Instructions for the task:
Would you return the records below character for character, without any images?
*** Opening Records for the task ***
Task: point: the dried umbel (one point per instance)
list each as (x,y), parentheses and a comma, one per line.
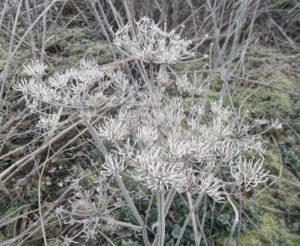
(84,89)
(150,43)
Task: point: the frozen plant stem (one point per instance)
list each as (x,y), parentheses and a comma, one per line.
(161,215)
(119,180)
(190,201)
(98,141)
(192,210)
(133,208)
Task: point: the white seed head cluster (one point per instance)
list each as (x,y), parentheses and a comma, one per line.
(191,152)
(84,89)
(152,44)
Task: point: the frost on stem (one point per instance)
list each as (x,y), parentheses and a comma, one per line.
(151,44)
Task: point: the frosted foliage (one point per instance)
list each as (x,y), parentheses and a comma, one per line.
*** Closing Records for the task ***
Response:
Task: point: the dried umbel (one point per instance)
list each as (x,y), parentheses and a comma, one per line.
(84,89)
(150,43)
Task: point: the frozen plant stem (one point per instance)
list each as (x,y), parentheses and a comma, one per line.
(161,215)
(119,180)
(190,201)
(98,141)
(192,210)
(133,208)
Task: point: the white seed head cluster (one point per instance)
list each as (x,y), parentheses and a comma, one per line.
(191,152)
(84,89)
(152,44)
Task: point: the frost on stem (one point per instance)
list each as (x,y), parentheses and a comma, one per line.
(151,44)
Task: point: the frosted foliage (one point per instance)
list each as (x,y), parentheses and a comma, one per line.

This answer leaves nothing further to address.